++++ Information supplied ++++
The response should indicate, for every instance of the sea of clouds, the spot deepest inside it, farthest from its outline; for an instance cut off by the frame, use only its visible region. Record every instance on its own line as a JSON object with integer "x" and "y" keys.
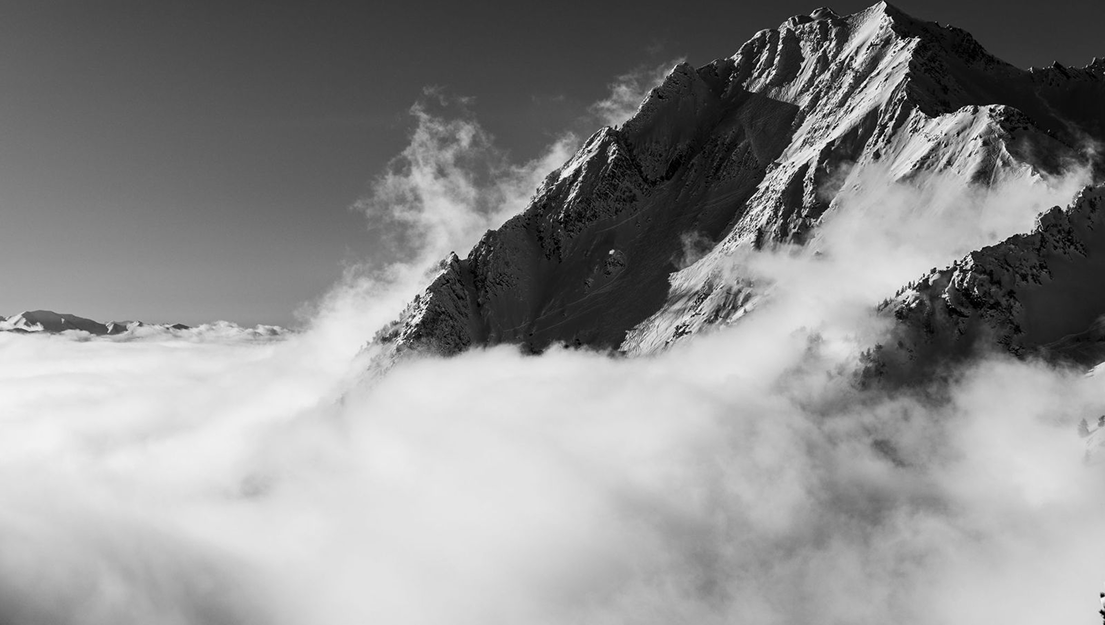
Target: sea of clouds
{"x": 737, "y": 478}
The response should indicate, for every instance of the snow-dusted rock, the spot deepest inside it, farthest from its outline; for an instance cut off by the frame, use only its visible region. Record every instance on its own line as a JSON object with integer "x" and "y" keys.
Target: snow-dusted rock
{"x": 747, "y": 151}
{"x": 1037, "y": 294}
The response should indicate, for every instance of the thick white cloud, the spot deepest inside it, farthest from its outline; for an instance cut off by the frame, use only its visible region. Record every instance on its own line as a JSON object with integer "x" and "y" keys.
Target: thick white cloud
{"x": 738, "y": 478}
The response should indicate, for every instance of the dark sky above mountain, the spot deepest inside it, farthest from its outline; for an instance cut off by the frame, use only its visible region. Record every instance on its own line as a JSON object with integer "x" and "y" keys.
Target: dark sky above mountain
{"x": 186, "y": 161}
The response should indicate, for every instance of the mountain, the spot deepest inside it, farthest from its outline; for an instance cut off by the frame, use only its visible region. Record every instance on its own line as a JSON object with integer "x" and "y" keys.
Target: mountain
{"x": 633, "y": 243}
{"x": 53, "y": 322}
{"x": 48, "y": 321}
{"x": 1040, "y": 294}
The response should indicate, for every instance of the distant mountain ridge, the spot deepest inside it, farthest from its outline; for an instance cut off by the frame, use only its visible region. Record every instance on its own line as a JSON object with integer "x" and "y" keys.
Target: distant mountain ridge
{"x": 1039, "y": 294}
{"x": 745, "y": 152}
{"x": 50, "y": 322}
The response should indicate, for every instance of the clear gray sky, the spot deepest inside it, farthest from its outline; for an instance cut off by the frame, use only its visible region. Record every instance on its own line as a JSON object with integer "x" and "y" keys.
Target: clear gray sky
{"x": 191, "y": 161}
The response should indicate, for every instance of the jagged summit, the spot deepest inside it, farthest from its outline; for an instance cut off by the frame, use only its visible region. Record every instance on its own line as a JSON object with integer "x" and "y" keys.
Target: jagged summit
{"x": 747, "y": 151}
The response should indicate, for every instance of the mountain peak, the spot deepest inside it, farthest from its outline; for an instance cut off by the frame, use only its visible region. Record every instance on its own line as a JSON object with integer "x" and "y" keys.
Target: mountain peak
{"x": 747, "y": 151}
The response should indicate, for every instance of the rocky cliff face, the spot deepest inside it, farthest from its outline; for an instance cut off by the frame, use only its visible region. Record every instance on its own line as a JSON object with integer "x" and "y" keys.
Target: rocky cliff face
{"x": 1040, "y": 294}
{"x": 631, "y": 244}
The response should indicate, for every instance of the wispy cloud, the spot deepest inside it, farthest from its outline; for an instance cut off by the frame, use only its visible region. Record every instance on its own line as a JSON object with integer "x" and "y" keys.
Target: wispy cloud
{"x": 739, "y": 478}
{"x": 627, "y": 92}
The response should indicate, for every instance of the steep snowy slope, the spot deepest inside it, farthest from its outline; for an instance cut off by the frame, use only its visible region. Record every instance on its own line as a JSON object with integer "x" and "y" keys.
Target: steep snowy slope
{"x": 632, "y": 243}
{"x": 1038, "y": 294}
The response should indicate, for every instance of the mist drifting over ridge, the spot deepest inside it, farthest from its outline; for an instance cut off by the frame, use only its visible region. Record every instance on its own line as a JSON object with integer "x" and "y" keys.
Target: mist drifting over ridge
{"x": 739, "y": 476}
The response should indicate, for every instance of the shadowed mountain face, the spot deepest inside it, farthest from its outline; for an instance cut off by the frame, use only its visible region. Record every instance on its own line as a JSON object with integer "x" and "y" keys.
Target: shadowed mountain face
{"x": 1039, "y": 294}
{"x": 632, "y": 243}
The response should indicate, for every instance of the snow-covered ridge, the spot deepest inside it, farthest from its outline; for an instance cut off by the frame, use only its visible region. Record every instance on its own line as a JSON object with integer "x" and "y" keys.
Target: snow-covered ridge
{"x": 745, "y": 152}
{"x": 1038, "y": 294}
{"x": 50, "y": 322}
++++
■ **Exercise details**:
Print each line of the material above exactly, with the pictures removed from your copy.

■ **The solution**:
The response should indicate, for every instance of the sea of clouds, the spot deepest inside it, farthest from its outline; for an instance cut off by the frame, use only its visible region. Record every instance on its own line as a JSON object with integer "x" and "y" keys.
Target: sea of clouds
{"x": 737, "y": 478}
The response should indicate, for every instance of the snow-dusted rock, the spot deepest inside it, farthest from its outline; for an instance cut off by the frame, use only its visible region. Record every instance on its own line as a JSON object with integer "x" and "y" keys.
Target: snow-dusted rock
{"x": 747, "y": 151}
{"x": 1037, "y": 294}
The response should indicate, for every instance of the thick white cloud, the spot deepest inside it, farthest from its outline; for an instance cut off by the frame, use only its visible region. Record every instance on its own line as a JSON object with integer "x" and "y" keys.
Target: thick white cloud
{"x": 738, "y": 478}
The response should indicate, for every instance of the dark sky above mountain, the spot deepest inside it, farthest from its outline; for an instance cut off by the frame, use only its visible region. Record every instance on its own line as a JSON object with integer "x" and "y" keys.
Target: dark sky above mountain
{"x": 186, "y": 161}
The response should indicate, for every instance of the mountain, the spot deepest inside it, farthest from its outline; for an instance cut off by the frame, use only its visible region. Record every instance on its own line as a JSON object with integer "x" and "y" keys.
Target: mountain
{"x": 633, "y": 243}
{"x": 53, "y": 322}
{"x": 48, "y": 321}
{"x": 1040, "y": 294}
The response should indicate, for every instance of the distant mountain ridge, the spot deepest inside it, farthest from its outline; for an instance cut off by the frame, use only its visible region. Record every instance on its own line as a JSON object with integer "x" and "y" keys.
Target: distant mountain ridge
{"x": 1039, "y": 294}
{"x": 745, "y": 152}
{"x": 50, "y": 322}
The response should indicate, for every instance of the clear gray sky, the spot deepest inside it, farthest from its outline; for an instance cut off by the frame, use only its visible region. Record every instance on its own line as a JSON object with integer "x" and "y" keys.
Target: clear gray sky
{"x": 191, "y": 161}
The response should indicate, for every instance of the jagged summit, the spot deepest inside it, farthest from its outline; for an instance cut off by the frame, use only its visible region. Record every instance on its own line as a JSON object with integer "x" and "y" keys.
Target: jagged summit
{"x": 747, "y": 151}
The response should indicate, for every instance of the mountain peak, the spot deepest inside it, farthest from its outline; for an instance cut off by the frame, use only its visible region. Record every instance on its own line as a JSON object with integer "x" and "y" keys.
Target: mountain peak
{"x": 747, "y": 151}
The response should indicate, for every instance of the rocky cliff face, the spot deepest inside it, farthest from its outline; for an instance cut off by the frame, use only its visible region. Record every instance on its own line as a JSON object with integer "x" and "y" keys.
Target: rocky cliff face
{"x": 1040, "y": 294}
{"x": 631, "y": 244}
The response should indicate, for every instance of the wispy cloud, the spot deepest inside it, farthest from its outline; for an instance cut off by the frame, use only its visible region. Record every instance on its own line as a JSON object with integer "x" and "y" keys.
Target: wispy cloud
{"x": 739, "y": 478}
{"x": 627, "y": 92}
The response should indicate, for every instance of the steep snowy slope, the spot deepest inside it, farthest from its outline; for an instance cut off by the frame, use only its visible region. Record every instance on its own line as a JSON object with integer "x" and "y" keys.
Target: steep snowy slope
{"x": 632, "y": 243}
{"x": 1038, "y": 294}
The response should indicate, for every instance of the mist drifting over ridge, the spot deepest inside it, farthest from its outline; for an instance cut off by the frame, use only its visible region. Record every instance on its own line as a JSON object with integer "x" and "y" keys.
Target: mist drifting over ridge
{"x": 739, "y": 476}
The response should indicate, for every instance of the shadowed mountain face, the spot deepest inside it, farthest from its outline; for an instance cut off by the frame, use only its visible region. Record every instance on its own line as a JSON object with integer "x" and "y" keys.
Target: shadowed mountain face
{"x": 1039, "y": 294}
{"x": 632, "y": 243}
The response should indicate, for every instance of the snow-covered ridge, the spot deepest inside it, farthest from its outline; for an instance cut off by the frame, use only its visible region. Record every instance on its own line as a JSON object with integer "x" and "y" keys.
Target: snow-covered ridge
{"x": 745, "y": 152}
{"x": 1038, "y": 294}
{"x": 50, "y": 322}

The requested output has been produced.